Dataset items

_ _ _ _

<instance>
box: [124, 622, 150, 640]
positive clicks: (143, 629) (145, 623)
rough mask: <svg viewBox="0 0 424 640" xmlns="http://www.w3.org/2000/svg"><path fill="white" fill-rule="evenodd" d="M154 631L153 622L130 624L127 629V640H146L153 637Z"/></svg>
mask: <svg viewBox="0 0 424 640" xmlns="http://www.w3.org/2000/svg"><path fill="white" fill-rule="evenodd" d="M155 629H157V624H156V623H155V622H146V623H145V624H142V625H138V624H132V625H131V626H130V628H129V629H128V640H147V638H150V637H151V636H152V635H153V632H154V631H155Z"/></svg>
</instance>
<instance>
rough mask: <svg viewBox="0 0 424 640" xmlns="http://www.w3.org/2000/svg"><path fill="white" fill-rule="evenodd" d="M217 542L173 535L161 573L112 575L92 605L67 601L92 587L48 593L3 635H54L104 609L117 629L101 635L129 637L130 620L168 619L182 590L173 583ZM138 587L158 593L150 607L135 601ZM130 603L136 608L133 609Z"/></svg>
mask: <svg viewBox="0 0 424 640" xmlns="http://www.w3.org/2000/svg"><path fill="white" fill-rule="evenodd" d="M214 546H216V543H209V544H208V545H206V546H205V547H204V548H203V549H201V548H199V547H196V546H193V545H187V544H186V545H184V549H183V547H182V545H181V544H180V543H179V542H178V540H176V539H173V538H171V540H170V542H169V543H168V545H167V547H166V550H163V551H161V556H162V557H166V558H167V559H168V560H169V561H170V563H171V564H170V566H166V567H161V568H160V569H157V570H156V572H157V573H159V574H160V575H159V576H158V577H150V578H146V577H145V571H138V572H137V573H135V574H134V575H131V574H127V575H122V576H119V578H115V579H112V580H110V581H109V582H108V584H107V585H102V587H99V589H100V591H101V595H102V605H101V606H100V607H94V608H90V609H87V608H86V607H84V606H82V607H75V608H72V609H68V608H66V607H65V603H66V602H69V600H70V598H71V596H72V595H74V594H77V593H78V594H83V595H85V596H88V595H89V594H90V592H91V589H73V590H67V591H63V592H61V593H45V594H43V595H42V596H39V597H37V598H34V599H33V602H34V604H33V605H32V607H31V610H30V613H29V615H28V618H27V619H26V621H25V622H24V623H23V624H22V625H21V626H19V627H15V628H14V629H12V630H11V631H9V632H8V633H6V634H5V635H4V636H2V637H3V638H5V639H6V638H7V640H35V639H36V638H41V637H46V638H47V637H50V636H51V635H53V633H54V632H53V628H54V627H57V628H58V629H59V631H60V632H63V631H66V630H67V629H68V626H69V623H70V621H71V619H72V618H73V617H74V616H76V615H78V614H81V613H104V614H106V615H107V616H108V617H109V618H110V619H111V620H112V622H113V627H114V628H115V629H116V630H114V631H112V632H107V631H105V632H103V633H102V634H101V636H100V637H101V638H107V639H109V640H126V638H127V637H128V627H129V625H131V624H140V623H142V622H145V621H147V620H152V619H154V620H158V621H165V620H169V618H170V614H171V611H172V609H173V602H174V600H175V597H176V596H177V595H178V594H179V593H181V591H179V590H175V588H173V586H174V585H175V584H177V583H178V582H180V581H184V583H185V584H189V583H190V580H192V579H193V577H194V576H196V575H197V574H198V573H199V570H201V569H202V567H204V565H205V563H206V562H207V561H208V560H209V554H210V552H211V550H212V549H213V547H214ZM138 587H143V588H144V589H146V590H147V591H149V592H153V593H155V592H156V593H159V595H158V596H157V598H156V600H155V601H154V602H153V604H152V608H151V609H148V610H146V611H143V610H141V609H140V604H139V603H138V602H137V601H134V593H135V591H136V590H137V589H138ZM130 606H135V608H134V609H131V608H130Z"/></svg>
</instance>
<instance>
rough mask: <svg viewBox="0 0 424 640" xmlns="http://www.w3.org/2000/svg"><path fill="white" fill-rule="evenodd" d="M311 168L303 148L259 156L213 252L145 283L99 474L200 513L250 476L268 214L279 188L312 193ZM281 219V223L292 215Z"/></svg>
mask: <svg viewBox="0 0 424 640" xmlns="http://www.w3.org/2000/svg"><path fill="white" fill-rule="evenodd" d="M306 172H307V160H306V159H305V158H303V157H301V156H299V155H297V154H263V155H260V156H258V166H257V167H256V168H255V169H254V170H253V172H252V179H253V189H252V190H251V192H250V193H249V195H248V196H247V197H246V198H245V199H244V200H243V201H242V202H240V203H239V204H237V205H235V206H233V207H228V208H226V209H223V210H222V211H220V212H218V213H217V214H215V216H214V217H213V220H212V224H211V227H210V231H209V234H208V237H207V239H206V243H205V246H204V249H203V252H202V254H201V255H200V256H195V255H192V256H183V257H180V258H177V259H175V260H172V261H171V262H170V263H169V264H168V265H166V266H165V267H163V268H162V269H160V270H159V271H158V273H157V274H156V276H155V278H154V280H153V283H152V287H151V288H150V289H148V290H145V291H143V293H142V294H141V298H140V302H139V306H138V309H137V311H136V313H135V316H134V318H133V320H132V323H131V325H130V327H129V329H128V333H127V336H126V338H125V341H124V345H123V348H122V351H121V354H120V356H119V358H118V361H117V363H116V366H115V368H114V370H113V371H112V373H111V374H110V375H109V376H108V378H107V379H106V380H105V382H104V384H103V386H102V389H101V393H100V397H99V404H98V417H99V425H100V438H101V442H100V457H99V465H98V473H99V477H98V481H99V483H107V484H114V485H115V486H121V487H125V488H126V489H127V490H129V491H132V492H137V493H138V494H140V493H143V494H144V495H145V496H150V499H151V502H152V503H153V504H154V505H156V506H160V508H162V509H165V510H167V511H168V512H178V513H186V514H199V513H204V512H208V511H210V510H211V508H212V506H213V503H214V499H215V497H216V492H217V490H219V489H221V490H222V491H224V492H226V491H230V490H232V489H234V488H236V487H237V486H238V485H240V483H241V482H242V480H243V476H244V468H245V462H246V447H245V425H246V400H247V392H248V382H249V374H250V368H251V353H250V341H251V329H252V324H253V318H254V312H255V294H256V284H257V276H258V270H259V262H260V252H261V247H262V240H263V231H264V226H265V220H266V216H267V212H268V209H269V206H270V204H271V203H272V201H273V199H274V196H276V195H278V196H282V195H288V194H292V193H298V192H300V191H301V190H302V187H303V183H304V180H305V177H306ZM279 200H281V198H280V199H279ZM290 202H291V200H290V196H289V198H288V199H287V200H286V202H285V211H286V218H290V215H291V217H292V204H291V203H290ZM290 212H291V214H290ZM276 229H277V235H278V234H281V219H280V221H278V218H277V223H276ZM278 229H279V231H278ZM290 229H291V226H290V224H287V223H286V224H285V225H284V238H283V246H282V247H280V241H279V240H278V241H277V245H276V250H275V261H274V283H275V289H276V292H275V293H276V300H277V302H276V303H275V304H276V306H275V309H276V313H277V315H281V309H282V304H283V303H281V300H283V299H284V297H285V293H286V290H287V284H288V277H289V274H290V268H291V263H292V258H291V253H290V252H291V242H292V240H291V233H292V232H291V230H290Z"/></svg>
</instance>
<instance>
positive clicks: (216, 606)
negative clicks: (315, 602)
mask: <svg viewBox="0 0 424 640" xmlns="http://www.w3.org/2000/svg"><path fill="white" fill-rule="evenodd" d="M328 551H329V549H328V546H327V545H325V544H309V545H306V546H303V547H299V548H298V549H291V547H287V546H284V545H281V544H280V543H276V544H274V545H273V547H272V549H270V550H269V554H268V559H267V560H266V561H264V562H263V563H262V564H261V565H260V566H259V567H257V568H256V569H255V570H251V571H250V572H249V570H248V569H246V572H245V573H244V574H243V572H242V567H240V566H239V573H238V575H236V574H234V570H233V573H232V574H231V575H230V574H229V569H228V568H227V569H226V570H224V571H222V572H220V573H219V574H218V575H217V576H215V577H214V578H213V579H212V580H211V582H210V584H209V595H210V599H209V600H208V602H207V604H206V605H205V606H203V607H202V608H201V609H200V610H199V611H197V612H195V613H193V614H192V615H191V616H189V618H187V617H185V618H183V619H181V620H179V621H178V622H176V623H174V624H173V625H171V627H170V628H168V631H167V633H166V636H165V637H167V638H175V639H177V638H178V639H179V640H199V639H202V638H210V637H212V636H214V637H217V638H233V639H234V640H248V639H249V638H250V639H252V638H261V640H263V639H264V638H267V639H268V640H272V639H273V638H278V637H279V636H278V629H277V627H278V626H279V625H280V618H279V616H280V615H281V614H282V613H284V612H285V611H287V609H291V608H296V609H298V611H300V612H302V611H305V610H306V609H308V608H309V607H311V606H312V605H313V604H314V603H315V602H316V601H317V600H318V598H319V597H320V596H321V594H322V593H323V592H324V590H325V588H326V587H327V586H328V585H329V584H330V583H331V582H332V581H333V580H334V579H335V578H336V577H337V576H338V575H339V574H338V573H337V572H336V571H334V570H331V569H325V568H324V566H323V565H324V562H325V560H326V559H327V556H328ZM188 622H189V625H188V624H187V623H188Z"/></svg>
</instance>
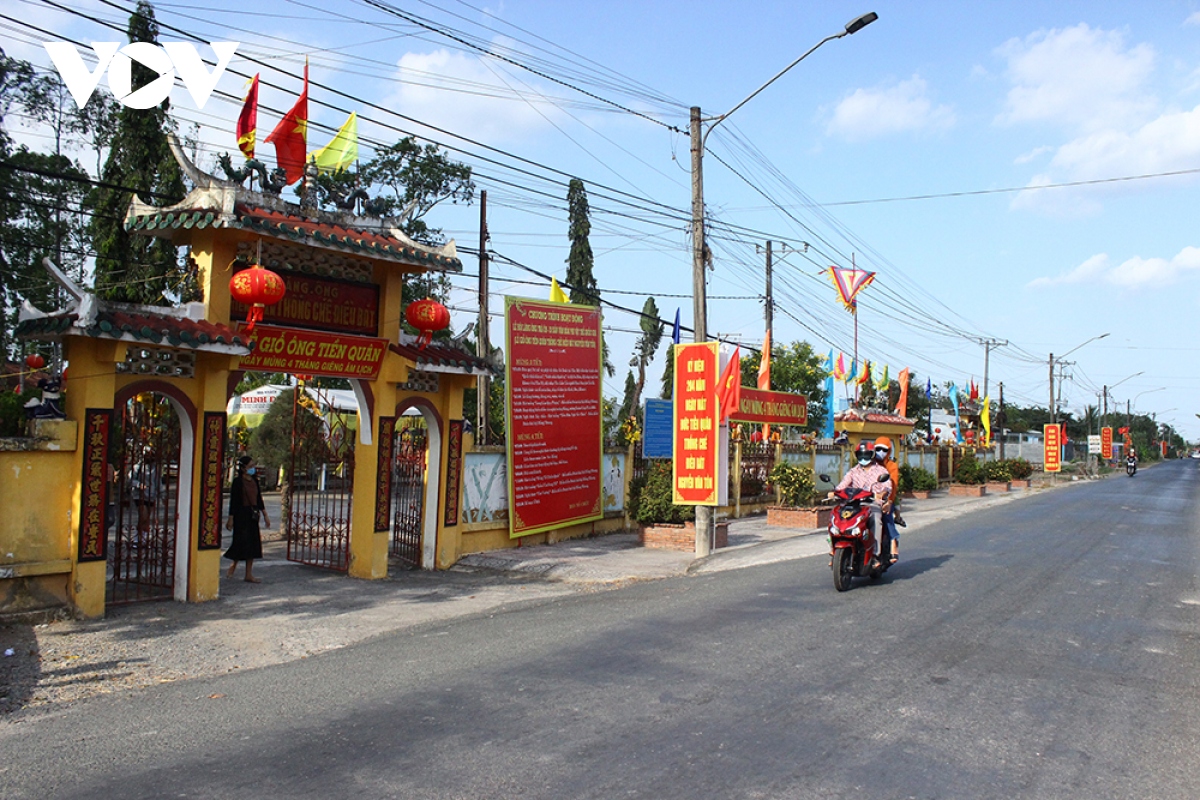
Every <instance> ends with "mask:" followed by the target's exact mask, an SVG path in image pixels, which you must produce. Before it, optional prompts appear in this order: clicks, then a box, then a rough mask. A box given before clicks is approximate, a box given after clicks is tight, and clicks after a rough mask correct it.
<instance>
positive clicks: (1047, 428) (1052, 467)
mask: <svg viewBox="0 0 1200 800" xmlns="http://www.w3.org/2000/svg"><path fill="white" fill-rule="evenodd" d="M1042 435H1043V446H1044V451H1043V455H1042V458H1043V463H1044V468H1043V469H1044V470H1045V471H1046V473H1057V471H1061V470H1062V427H1061V426H1057V425H1045V426H1043V427H1042Z"/></svg>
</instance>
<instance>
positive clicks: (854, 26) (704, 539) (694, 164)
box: [690, 11, 880, 558]
mask: <svg viewBox="0 0 1200 800" xmlns="http://www.w3.org/2000/svg"><path fill="white" fill-rule="evenodd" d="M878 18H880V16H878V14H877V13H875V12H874V11H871V12H868V13H865V14H863V16H860V17H856V18H853V19H851V20H850V22H848V23H846V26H845V30H842V31H841V32H839V34H834V35H832V36H826V37H824V38H823V40H821V41H820V42H817V43H816V44H814V46H812V47H811V48H809V49H808V52H805V53H804V54H803V55H800V58H798V59H796V60H794V61H792V62H791V64H788V65H787V66H786V67H784V68H782V70H780V71H779V72H776V73H775V76H774V77H773V78H772V79H770V80H768V82H767V83H764V84H763V85H761V86H758V88H757V89H755V90H754V91H752V92H750V94H749V95H746V97H745V100H743V101H742V102H740V103H738V104H737V106H734V107H733V108H731V109H730V110H727V112H725V113H724V114H721V115H719V116H701V114H700V106H692V107H691V122H690V132H691V281H692V309H691V312H692V327H694V330H695V339H694V341H696V342H707V341H708V297H707V287H706V281H704V265H706V263H707V260H708V259H707V253H708V243H707V241H706V236H704V143H706V142H708V134H709V133H712V132H713V128H715V127H716V126H718V125H720V124H721V122H724V121H725V120H726V119H727V118H728V116H730V115H731V114H733V112H736V110H738V109H739V108H742V107H743V106H745V104H746V103H749V102H750V101H751V100H754V98H755V97H756V96H758V94H760V92H761V91H762V90H763V89H766V88H767V86H769V85H770V84H773V83H775V82H776V80H779V78H780V77H782V76H784V73H786V72H787V71H788V70H791V68H792V67H794V66H796V65H797V64H799V62H800V61H803V60H804V59H806V58H808V56H809V55H811V54H812V53H814V52H815V50H816V49H817V48H818V47H821V46H822V44H824V43H826V42H830V41H833V40H835V38H841V37H842V36H850V35H851V34H857V32H858V31H860V30H863V29H864V28H866V26H868V25H870V24H871V23H872V22H875V20H876V19H878ZM704 122H709V124H710V125H709V126H708V130H707V131H706V130H703V124H704ZM712 547H713V511H712V509H710V507H709V506H696V557H697V558H703V557H706V555H708V554H709V553H710V552H712Z"/></svg>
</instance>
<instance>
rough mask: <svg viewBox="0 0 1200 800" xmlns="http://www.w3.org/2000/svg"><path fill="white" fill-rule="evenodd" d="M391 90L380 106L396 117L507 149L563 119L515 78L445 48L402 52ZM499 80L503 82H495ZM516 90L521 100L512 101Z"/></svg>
mask: <svg viewBox="0 0 1200 800" xmlns="http://www.w3.org/2000/svg"><path fill="white" fill-rule="evenodd" d="M397 67H398V70H397V73H396V85H397V86H398V88H397V89H396V91H394V92H392V94H391V95H390V96H389V97H388V98H386V101H385V103H389V104H391V107H392V108H395V109H396V110H397V112H400V113H401V114H404V115H406V116H412V118H414V119H418V120H420V121H422V122H425V124H427V125H433V126H437V127H442V128H446V130H450V131H462V132H464V133H466V134H467V136H469V137H470V138H473V139H476V140H480V142H487V143H490V144H494V145H499V146H506V145H511V144H512V143H515V142H520V140H523V139H528V138H529V137H533V136H536V134H539V133H541V132H542V131H545V130H548V128H550V127H551V121H550V120H548V119H547V118H550V119H551V120H562V119H563V115H562V113H560V112H559V110H558V109H556V108H554V106H553V104H551V103H550V102H545V101H540V100H538V98H536V96H535V91H536V90H530V89H529V88H528V86H527V85H522V83H521V82H527V77H522V78H520V79H516V78H511V77H509V76H505V74H504V73H503V72H502V67H499V66H497V65H496V64H494V62H490V64H484V61H482V60H481V59H479V58H475V56H472V55H466V54H462V53H451V52H449V50H445V49H439V50H434V52H432V53H406V54H404V55H403V56H401V59H400V61H398V62H397ZM500 76H503V78H502V77H500ZM516 91H520V92H521V96H520V97H517V96H516V94H515V92H516Z"/></svg>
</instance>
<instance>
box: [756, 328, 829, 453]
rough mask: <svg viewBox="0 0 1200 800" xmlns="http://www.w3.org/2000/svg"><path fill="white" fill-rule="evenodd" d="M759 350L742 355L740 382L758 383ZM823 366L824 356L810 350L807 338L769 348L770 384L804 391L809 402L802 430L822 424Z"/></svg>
mask: <svg viewBox="0 0 1200 800" xmlns="http://www.w3.org/2000/svg"><path fill="white" fill-rule="evenodd" d="M761 362H762V354H760V353H750V354H749V355H744V356H742V385H743V386H757V385H758V365H760V363H761ZM824 381H826V369H824V356H822V355H818V354H817V353H815V351H814V350H812V345H810V344H809V343H808V342H792V343H791V344H785V345H780V347H772V348H770V387H772V390H773V391H779V392H791V393H793V395H804V396H805V397H806V398H808V402H809V421H808V425H805V426H804V429H805V431H811V432H818V431H821V429H822V428H824V414H823V413H822V411H821V409H823V408H824V403H826V393H824Z"/></svg>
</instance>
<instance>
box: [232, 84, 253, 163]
mask: <svg viewBox="0 0 1200 800" xmlns="http://www.w3.org/2000/svg"><path fill="white" fill-rule="evenodd" d="M236 132H238V149H239V150H241V152H242V155H244V156H246V158H247V160H248V158H253V157H254V139H256V138H257V137H258V74H254V78H253V79H252V80H251V82H250V90H248V91H247V92H246V101H245V102H244V103H242V104H241V114H239V115H238V131H236Z"/></svg>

_ _ _ _

**Instruction**
List every line in the dataset items above that contains the word "positive".

**Reply to the task**
positive clicks: (143, 629) (145, 623)
positive clicks: (216, 606)
positive clicks: (1047, 428) (1052, 467)
positive clicks: (854, 26) (704, 539) (694, 164)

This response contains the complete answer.